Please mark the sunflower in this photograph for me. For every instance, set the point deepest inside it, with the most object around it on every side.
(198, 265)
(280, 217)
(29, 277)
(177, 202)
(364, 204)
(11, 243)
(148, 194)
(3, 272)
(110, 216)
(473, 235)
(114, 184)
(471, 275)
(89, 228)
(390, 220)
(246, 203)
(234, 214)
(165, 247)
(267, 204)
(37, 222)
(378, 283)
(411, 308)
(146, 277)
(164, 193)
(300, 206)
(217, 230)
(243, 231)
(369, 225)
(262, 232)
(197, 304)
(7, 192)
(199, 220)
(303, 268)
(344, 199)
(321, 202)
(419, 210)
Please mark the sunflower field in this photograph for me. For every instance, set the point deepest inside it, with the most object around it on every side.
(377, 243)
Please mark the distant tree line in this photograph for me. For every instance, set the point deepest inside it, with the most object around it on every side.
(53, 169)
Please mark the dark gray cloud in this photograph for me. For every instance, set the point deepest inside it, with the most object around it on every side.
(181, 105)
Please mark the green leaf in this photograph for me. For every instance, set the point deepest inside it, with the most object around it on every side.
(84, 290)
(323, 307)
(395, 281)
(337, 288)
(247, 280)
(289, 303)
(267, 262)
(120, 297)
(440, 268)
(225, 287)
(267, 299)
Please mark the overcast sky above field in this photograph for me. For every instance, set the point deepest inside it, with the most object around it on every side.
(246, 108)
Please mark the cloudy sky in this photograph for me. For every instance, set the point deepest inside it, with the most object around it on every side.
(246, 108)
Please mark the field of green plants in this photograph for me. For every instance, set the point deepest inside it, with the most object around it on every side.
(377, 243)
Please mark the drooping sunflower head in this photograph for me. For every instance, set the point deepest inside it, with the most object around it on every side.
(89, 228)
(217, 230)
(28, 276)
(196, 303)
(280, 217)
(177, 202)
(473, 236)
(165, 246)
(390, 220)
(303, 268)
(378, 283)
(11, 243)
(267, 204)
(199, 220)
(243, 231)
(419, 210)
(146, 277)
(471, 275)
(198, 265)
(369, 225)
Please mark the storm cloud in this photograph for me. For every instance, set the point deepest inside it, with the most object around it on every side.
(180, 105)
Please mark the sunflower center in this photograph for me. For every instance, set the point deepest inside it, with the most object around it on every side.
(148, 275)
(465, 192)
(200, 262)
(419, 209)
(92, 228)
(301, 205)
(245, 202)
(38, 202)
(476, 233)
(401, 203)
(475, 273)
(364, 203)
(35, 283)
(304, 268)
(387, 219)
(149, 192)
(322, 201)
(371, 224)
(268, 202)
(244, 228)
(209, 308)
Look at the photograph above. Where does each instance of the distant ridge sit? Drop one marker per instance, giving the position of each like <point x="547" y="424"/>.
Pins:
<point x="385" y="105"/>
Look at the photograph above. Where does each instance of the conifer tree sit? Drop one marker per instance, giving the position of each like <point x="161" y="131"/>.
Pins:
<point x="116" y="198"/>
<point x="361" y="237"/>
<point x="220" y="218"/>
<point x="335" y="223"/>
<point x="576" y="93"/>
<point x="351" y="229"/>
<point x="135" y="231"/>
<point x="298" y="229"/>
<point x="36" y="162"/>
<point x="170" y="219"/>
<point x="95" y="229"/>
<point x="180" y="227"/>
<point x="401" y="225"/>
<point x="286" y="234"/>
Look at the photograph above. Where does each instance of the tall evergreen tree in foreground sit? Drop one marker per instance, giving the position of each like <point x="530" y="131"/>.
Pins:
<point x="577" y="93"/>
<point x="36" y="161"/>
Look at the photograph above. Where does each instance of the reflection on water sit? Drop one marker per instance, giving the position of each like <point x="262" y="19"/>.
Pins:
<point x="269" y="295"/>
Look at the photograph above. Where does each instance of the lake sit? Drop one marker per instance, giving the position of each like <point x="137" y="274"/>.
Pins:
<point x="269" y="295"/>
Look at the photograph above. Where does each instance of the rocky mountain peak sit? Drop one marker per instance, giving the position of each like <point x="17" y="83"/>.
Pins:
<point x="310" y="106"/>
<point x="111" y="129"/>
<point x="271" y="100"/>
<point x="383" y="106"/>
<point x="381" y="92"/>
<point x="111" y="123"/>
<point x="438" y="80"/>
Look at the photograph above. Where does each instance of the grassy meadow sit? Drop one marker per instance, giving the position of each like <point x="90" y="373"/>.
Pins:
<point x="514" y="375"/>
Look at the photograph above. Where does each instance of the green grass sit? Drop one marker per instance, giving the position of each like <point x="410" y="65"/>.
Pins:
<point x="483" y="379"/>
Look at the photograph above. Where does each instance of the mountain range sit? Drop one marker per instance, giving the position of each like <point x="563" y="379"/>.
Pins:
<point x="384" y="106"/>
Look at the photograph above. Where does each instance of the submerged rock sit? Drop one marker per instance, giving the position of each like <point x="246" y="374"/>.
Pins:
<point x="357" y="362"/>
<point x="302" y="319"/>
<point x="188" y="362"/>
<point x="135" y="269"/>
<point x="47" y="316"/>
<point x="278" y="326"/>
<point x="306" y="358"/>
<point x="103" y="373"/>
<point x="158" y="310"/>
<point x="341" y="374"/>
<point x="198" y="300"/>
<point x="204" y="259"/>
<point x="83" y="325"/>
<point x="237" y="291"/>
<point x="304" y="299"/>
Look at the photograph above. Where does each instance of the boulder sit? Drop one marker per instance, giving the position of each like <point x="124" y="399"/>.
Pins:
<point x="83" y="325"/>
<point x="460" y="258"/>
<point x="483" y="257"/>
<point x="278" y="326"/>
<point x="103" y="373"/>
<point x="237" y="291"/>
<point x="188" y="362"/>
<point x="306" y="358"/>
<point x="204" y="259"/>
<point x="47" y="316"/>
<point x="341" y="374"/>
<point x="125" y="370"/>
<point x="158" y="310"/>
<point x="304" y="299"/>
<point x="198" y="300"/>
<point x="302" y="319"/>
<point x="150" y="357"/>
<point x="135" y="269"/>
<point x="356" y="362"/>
..............................
§ The problem: Copy all the records above word for word, from the first line through the last.

§ Solution to this task:
Please mark the sunflower in this photograph for me. For every instance, set the point deepest inside it, with the most object around it on every side.
(198, 265)
(280, 217)
(29, 277)
(177, 202)
(364, 204)
(11, 243)
(148, 194)
(3, 272)
(110, 216)
(473, 235)
(114, 184)
(471, 275)
(89, 228)
(390, 220)
(246, 203)
(234, 214)
(165, 247)
(267, 204)
(37, 222)
(378, 283)
(411, 308)
(146, 277)
(164, 193)
(300, 206)
(217, 230)
(243, 231)
(369, 225)
(262, 232)
(197, 304)
(7, 192)
(199, 220)
(303, 268)
(344, 199)
(321, 202)
(419, 210)
Please mark the sunflower field in this photograph for me. For every instance, set the point deepest inside it, with the most object around it on every side.
(377, 243)
Please mark the distant tree line in this photograph for me. For every instance, set the point deepest inside it, with the most object around it on every side.
(53, 169)
Please mark the dark gray cloud in this photograph for me. For every instance, set the point deepest inside it, with the most object around it on every side.
(181, 105)
Please mark the green leaf in this photograph for me. For every instance, set the point deepest inside it, with the most object around it on every side.
(84, 290)
(323, 307)
(395, 281)
(337, 288)
(247, 280)
(289, 303)
(267, 262)
(120, 297)
(440, 268)
(225, 287)
(267, 299)
Please mark the overcast sky above field in this photograph for me. For every instance, set the point deepest inside it, with the most object around it on every side.
(246, 108)
Please mark the cloudy sky in this photograph for me. For every instance, set the point deepest inside it, with the most object around it on every side.
(246, 108)
Please mark the field of green plants in this photograph for me. For every instance, set the point deepest inside it, with the most object around it on every side.
(377, 243)
Please mark the drooping sunflower head in this photograph for me. For every instance, set the point deepest inside it, with the most object around it on every side.
(89, 228)
(217, 230)
(28, 276)
(196, 303)
(280, 217)
(177, 202)
(473, 236)
(165, 246)
(390, 220)
(303, 268)
(378, 283)
(11, 243)
(267, 204)
(199, 220)
(243, 231)
(419, 210)
(146, 277)
(471, 275)
(198, 265)
(369, 225)
Please mark the storm cloud in this photograph for me. For every instance, set the point deepest inside it, with the most object around it on every side.
(180, 105)
Please mark the sunflower center in this photograph for me. For every instance, set the point deepest inside it, with the most object around it on every side.
(148, 275)
(465, 192)
(200, 262)
(419, 209)
(92, 228)
(301, 205)
(245, 202)
(38, 202)
(476, 233)
(401, 203)
(475, 273)
(364, 203)
(35, 283)
(304, 268)
(387, 219)
(149, 192)
(322, 201)
(371, 224)
(268, 202)
(244, 228)
(209, 308)
Look at the photograph above. Where does each instance of the distant ridge sit? Drop one marker per instance, giving the position of each like <point x="547" y="424"/>.
Pins:
<point x="385" y="105"/>
Look at the photograph above. Where does each instance of the conifer tree sit? Drop one marker per instance, giving the position of each like <point x="161" y="131"/>.
Pins:
<point x="116" y="198"/>
<point x="361" y="237"/>
<point x="220" y="218"/>
<point x="335" y="223"/>
<point x="576" y="93"/>
<point x="351" y="229"/>
<point x="135" y="231"/>
<point x="298" y="229"/>
<point x="36" y="162"/>
<point x="170" y="219"/>
<point x="95" y="229"/>
<point x="180" y="227"/>
<point x="401" y="225"/>
<point x="286" y="234"/>
Look at the photograph above. Where does each instance of the tall evergreen tree in foreground sit? Drop one marker per instance, giving the position of each like <point x="530" y="131"/>.
Pins:
<point x="577" y="93"/>
<point x="36" y="161"/>
Look at the photograph above. Where does each instance of the reflection on water sit? Drop one marker per instance, giving the position of each like <point x="262" y="19"/>.
Pins:
<point x="269" y="295"/>
Look at the photograph above. Where does each instance of the lake sit? Drop one marker per instance, giving the position of each like <point x="137" y="274"/>.
Pins:
<point x="269" y="295"/>
Look at the photograph above. Where does each instance of the rocky mountain peak sit? Drop one marker per instance, giving the position of each like <point x="17" y="83"/>.
Pins:
<point x="310" y="106"/>
<point x="111" y="129"/>
<point x="271" y="100"/>
<point x="383" y="106"/>
<point x="381" y="92"/>
<point x="111" y="123"/>
<point x="438" y="80"/>
Look at the photograph above. Where does each instance of the grassy meadow sit? Drop one marker per instance, giving the position of each like <point x="90" y="373"/>.
Pins:
<point x="514" y="375"/>
Look at the photograph above. Where does each instance of the green grass sit? Drop one marker per instance, giving the position of each like <point x="410" y="65"/>.
Pins:
<point x="483" y="379"/>
Look at the photograph above. Where does each instance of the mountain range sit? Drop one marker per instance, giving the position of each like <point x="563" y="379"/>.
Pins:
<point x="384" y="106"/>
Look at the photograph above. Where does each instance of the submerged rock sit? Drop one marker per instance, giving the position of each like <point x="246" y="374"/>.
Pins:
<point x="357" y="362"/>
<point x="302" y="319"/>
<point x="188" y="362"/>
<point x="135" y="269"/>
<point x="47" y="316"/>
<point x="278" y="326"/>
<point x="306" y="358"/>
<point x="103" y="373"/>
<point x="158" y="310"/>
<point x="341" y="374"/>
<point x="198" y="300"/>
<point x="204" y="259"/>
<point x="83" y="325"/>
<point x="237" y="291"/>
<point x="304" y="299"/>
Look at the photograph above. Where does each instance of the boulder sit? Drop one marker per instance, giving the position of each like <point x="124" y="399"/>.
Pins:
<point x="83" y="325"/>
<point x="460" y="258"/>
<point x="483" y="257"/>
<point x="278" y="326"/>
<point x="103" y="373"/>
<point x="237" y="291"/>
<point x="188" y="362"/>
<point x="306" y="358"/>
<point x="204" y="259"/>
<point x="47" y="316"/>
<point x="341" y="374"/>
<point x="125" y="370"/>
<point x="158" y="310"/>
<point x="304" y="299"/>
<point x="198" y="300"/>
<point x="302" y="319"/>
<point x="150" y="357"/>
<point x="135" y="269"/>
<point x="356" y="362"/>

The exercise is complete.